**Excerpt provided**
"""

Man lost also the four preternatural gifts that belong to
integrity: immunity from death, from pain, from
concupiscence, and from ignorance. He was reduced to the
servitude of the devil and sin, from which he cannot be
freed except by grace.
2. Man was wounded in his natural endowments, although
he preserved his nature and the nature of his faculties.
The Second Council of Orange[1616] and the
Council of Trent[1617] say that "in body and soul
man was changed for the worse"; and the Council of
Trent adds that his "free will was weakened and deformed
in its exercise."[1618]
St. Thomas and theologians in general enumerate four
wounds of the soul: "Inasmuch as reason was deprived of
its order to truth we have the wound of ignorance;
inasmuch as the will was deprived of the order to good we
have the wound of malice; inasmuch as the irascible
appetite was deprived of its order to the difficult we have
the wound of weakness; inasmuch as concupiscence was
deprived of the order to the delectable moderated by reason
we have the wound of concupiscence."[1619]
Doubt. Whether man is weaker to accomplish moral good of
the natural order in the state of unredeemed fallen nature
than he would have been in the state of pure nature. In
other words, does the wounding of nature consist only in
the loss of the gratuitous gifts, or does it include the
weakening of the natural powers?
There are three principal opinions.
1. Some theologians hold that the powers of fallen man
have been intrinsically reduced by his positive habit of
being inclined to changeable goods. Such is the opinion
of Henry of Ghent, Gabriel Biel, and certain ancient
writers. The Jansenists held an exaggerated form of this
opinion.

"""

**Set exercise 1**
Decide whether each statement agrees with the excerpt on the wounds of nature, answering yes or no and quoting the deciding words: (a) The Council of Trent says man's free will was weakened and deformed in its exercise. (b) Man lost his nature and the nature of his faculties. (c) The Jansenists held a moderate form of the first opinion.
**Set exercise 2**
Name every wound of the soul listed in the excerpt on the wounds of nature.
**Set exercise 3**
Carry on the excerpt on the wounds of nature from its final sentence.

**Provided material**
"""

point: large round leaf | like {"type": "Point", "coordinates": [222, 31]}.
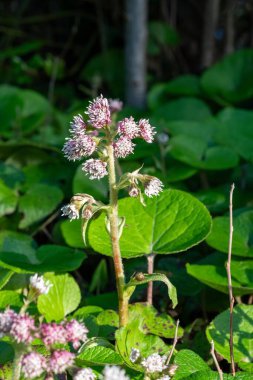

"""

**Written answer 1**
(a) Yes: "free will was weakened and deformed in its exercise."
(b) No: "he preserved his nature and the nature of his faculties."
(c) No: "The Jansenists held an exaggerated form of this opinion."

**Written answer 2**
- ignorance
- malice
- weakness
- concupiscence

**Written answer 3**
2. Others hold that man's powers for moral good have in
no way been diminished. This view is held by Suarez,
Bellarmine, and by the theologians of the Society of
Jesus, among them, Mazzella, Palmieri, and Pesch.
3. Others teach that the natural powers of fallen man
have been weakened, not intrinsically,—but
extrinsically, because of the placing of an obstacle.
This is the opinion of Thomists in general: Alvarez,
Lemos, John of St. Thomas, Contenson, the
Salmanticenses, Goudin, Billuart, Gonet in his
Clypeus, in which he amended what he had taught earlier
in his Manual, St. Alphonsus, and Tanquerey.
This last opinion seems to be more in accord with the
doctrine of St. Thomas; the first opinion sins by
excess, and the second by defect. St. Thomas proposes
the question, whether sin diminishes the good of nature.
He replies by explaining the words of Venerable Bede,
"Man was despoiled of the gratuitous gifts and wounded in
his natural powers." "The good of nature," St.
Thomas says, "is threefold. First, the principles of
nature, by which are constituted the nature itself and the
properties caused by these principles, such as the powers
of the soul. Secondly, because man has from nature an
inclination to virtue, as we said above,[1620] the
inclination to virtue is itself a certain good of nature.
Thirdly, the gift of original justice, which was given
to the whole human race in the first man, can be called a
good of nature."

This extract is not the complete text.